Icelandic magic and superstition

This murder mystery, Last Rituals, in spite of its focus on magic and witches, charmed me. It charmed me because of the characterization, particularly that of Thóra Gudmundsdóttir and her family and her potential German boyfriend, Matthew.
Her family life is a slow motion train wreck. She´s divorced, her kids don´t like spending time with their dad, her sex life has been reduced to zip for two years, and she´s always short of money. She works for a small, very small, law firm and the secretary whom she can´t fire might as well have arrived from hell. At thirty-six, she’s only left with memories of what it was like to do impulsive shopping, go for weekends to Europe, never worry about paying bills, having a car that is dependable.
The other thing that charmed me was the humour. The book, with Thóra having to solve the murder of someone who was fascinated in satanic rituals and torture, is gruesome in places and, yet, I often found myself laughing out loud.
Often, the humour comes from the contrast between the world around the murder and the mundane world of family and personal life. The fact that Matthew, an investigator from Germany, is not Icelandic and doesn´t speak Icelandic allows for situations that can´t help but make a reader smile or laugh. These are the kind of scenes that one wants to share, the kind that make a reader want to say, “Listen to this,” then read the passage to them.

I read My Soul To Take first, then Last Rituals. I wish I‘d read them the other way around because Thóra‘s story about her family life continues from one to the other. They‘re like a family serial punctuated with crimes that have to be investigated.

**WORK TO DO:**
1) Translate this sentence from the review of Last Rituals into Spanish: "The other thing that charmed me was the humour."
2) In the review of Last Rituals, which book did the reviewer read first?
3) Write the next few sentences of the review of Last Rituals, picking up after its final sentence.

(Extracted records)
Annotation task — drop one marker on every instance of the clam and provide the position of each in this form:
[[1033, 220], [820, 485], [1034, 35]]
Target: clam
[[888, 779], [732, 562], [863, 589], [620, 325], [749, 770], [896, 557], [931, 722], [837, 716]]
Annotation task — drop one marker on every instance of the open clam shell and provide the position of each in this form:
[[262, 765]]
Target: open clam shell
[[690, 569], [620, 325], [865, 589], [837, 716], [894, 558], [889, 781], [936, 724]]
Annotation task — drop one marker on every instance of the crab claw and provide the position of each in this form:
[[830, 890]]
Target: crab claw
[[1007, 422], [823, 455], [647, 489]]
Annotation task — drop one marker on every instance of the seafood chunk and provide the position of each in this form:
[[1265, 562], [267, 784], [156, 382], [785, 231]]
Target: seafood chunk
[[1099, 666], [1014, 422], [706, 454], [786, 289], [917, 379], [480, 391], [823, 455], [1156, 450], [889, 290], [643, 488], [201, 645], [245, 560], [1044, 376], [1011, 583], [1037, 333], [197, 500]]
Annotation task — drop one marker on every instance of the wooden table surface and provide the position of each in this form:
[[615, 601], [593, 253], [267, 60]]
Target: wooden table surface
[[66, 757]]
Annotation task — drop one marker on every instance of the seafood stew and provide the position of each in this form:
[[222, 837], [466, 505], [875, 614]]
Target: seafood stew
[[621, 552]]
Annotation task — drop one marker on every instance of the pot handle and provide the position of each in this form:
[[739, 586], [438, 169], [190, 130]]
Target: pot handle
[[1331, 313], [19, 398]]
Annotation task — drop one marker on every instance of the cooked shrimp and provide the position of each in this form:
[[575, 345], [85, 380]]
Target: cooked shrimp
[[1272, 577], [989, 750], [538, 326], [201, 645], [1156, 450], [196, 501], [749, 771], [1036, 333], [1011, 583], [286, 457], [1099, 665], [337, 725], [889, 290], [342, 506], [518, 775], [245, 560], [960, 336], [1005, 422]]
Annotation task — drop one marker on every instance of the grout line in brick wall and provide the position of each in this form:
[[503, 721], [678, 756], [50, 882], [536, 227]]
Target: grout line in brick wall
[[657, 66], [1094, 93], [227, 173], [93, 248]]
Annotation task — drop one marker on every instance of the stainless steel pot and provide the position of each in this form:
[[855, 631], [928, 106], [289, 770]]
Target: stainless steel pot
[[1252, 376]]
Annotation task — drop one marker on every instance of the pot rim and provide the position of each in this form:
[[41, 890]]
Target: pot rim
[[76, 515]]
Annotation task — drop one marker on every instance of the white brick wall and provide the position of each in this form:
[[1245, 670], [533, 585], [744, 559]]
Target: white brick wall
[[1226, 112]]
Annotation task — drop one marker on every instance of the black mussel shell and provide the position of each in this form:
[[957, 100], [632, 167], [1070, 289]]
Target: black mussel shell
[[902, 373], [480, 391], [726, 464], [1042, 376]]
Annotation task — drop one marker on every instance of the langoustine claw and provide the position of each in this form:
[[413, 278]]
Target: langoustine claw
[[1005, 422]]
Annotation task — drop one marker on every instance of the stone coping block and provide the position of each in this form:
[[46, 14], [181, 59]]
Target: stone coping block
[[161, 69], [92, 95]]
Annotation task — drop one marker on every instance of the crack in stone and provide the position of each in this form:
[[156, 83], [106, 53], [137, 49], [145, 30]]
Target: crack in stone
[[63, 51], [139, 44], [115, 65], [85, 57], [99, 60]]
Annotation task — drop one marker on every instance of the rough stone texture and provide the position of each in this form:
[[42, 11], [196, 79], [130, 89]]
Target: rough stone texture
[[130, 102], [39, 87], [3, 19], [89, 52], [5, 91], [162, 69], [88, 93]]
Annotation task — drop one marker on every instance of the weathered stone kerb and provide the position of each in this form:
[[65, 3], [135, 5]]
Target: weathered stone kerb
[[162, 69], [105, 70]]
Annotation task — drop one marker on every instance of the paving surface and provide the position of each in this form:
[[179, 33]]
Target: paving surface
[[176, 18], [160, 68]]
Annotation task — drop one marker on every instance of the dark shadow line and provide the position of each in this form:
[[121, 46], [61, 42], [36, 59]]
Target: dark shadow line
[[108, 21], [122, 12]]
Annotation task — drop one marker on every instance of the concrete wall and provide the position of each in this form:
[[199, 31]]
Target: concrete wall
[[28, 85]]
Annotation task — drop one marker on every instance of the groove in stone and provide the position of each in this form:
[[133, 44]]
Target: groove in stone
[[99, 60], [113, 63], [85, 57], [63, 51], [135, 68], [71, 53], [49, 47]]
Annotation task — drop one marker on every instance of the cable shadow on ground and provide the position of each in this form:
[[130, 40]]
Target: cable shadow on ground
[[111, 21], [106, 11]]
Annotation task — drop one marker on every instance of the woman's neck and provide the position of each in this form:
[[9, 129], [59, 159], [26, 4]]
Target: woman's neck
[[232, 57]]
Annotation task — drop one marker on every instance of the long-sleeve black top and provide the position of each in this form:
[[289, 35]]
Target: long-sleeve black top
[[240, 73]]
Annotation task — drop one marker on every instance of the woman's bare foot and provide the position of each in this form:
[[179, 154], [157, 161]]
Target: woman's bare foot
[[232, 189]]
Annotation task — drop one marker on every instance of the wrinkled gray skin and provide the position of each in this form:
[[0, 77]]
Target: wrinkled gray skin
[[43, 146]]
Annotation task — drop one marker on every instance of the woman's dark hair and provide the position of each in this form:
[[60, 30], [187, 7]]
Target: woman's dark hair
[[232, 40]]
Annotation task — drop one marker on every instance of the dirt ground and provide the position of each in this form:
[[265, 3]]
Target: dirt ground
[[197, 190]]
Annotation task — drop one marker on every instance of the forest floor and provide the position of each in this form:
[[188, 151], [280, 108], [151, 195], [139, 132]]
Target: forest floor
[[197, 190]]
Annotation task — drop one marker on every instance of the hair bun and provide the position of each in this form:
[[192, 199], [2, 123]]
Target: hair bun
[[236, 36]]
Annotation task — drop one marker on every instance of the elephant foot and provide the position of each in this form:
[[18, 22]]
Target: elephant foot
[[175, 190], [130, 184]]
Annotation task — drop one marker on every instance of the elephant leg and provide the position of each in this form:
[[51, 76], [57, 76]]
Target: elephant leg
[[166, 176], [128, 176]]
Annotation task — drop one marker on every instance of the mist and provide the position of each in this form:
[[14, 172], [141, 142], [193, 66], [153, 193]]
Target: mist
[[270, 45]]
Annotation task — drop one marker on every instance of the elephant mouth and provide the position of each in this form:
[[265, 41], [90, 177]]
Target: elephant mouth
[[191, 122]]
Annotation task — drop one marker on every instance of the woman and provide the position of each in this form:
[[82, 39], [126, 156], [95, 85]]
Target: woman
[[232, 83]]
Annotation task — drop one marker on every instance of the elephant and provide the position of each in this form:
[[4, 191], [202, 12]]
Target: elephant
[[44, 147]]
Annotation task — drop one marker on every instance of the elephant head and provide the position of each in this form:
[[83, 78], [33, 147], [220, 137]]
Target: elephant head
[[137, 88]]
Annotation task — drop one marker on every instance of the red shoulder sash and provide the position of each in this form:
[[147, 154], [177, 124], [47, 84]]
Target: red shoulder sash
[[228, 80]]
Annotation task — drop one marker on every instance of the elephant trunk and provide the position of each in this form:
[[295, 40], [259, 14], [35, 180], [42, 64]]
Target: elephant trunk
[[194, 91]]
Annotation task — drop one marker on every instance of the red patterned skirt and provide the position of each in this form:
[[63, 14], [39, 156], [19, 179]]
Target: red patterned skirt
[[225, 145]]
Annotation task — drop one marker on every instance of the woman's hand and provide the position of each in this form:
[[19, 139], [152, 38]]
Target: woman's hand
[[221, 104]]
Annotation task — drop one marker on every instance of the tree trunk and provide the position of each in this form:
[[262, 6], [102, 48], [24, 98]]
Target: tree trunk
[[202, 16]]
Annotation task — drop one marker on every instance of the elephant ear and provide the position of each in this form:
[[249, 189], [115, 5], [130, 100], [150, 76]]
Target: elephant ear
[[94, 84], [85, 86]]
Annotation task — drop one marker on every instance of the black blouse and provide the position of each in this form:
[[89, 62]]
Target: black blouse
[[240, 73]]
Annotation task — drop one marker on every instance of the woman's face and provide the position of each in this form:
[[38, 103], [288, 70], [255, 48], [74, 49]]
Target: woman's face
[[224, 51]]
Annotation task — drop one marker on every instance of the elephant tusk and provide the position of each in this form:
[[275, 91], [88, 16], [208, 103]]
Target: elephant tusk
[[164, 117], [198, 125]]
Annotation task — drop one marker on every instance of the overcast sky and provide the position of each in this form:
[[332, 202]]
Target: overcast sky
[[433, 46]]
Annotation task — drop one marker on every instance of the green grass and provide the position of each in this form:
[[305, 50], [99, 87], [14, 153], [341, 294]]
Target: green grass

**SOLVED PROBLEMS:**
1) La otra cosa que me encantó fue el humor.

2) My Soul To Take.

3)
Yrsa has a tremendous ability to pick up on some minor detail, incorporate it into the life of the main characters, the weave it through the story like a pattern in an Icelandic sweater. For example, the secretary from hell, Bella, keeps reappearing. The things she does and refuses to do make anyone who has dealt with numerous secretaries groan in recognition but Bella is also used to help define the relationship of Thóra and Matthew and to show some of the limitations of Thóra’s character.
The material involved with the murder is fascinating in and of itself. For people who don’t know much or anything about Iceland’s history, there’s enough explanation that what is going on can be understood but not so much that it reads like a treatise or a tourist brochure. As in any good murder mystery, there are many suspects, many details that make no sense at the beginning, many false leads and only one logical conclusion.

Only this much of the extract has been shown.